Over the past year, Kathleen had planned a vacation, moved to a new apartment and selected every bit of furniture for her new place from Ikea. She spent her summer going to the pool at her apartment complex and enjoyed a Halloween party at her apartment I was for which I was conspicuously not invited. She never did learn to use a phone to call but would use Facebook messenger to contact me to review the itinerary for my weekly visits. When I would visit, we would talk about the movies she had watched even though they haven’t changed in 20 years. I miss seeing her neighbors many of whom had disabilities. And of course, I miss her. Her routine became my routine. It’s fair to say I’m a bit lost these days.

In my quieter moments, I wonder if I would feel better if she had died living under my roof. Knowing that I didn’t save her life, and feeling like I could have is nearly maddening. But, as my new therapists told me, I’m not God. I take a small comfort in always believing that her life would end before mine. That I would be what is called Vilomah, a parent who has lost a child. It comes from Sanskrit and means “against the natural order of things”. But is it really against the natural order when I already knew it was going to happen? Where is the ancient word to describe me?

____________

• _Task requirements_:
a. In the passage about Kathleen, where did she pick out all the furniture for her new place?
b. Transcribe the passage about Kathleen, starting with "In my quieter" and going on through "to describe me?".
The data that follows is separate from the passage about Kathleen.

• _Data excerpt_:

____________

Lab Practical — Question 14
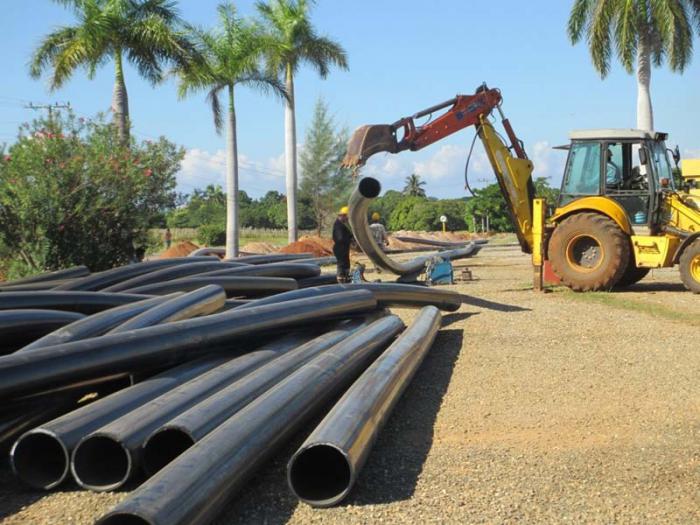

____________

• _Solutions below_:
a. Ikea.

b.
In my quieter moments, I wonder if I would feel better if she had died living under my roof. Knowing that I didn’t save her life, and feeling like I could have is nearly maddening. But, as my new therapists told me, I’m not God. I take a small comfort in always believing that her life would end before mine. That I would be what is called Vilomah, a parent who has lost a child. It comes from Sanskrit and means “against the natural order of things”. But is it really against the natural order when I already knew it was going to happen? Where is the ancient word to describe me?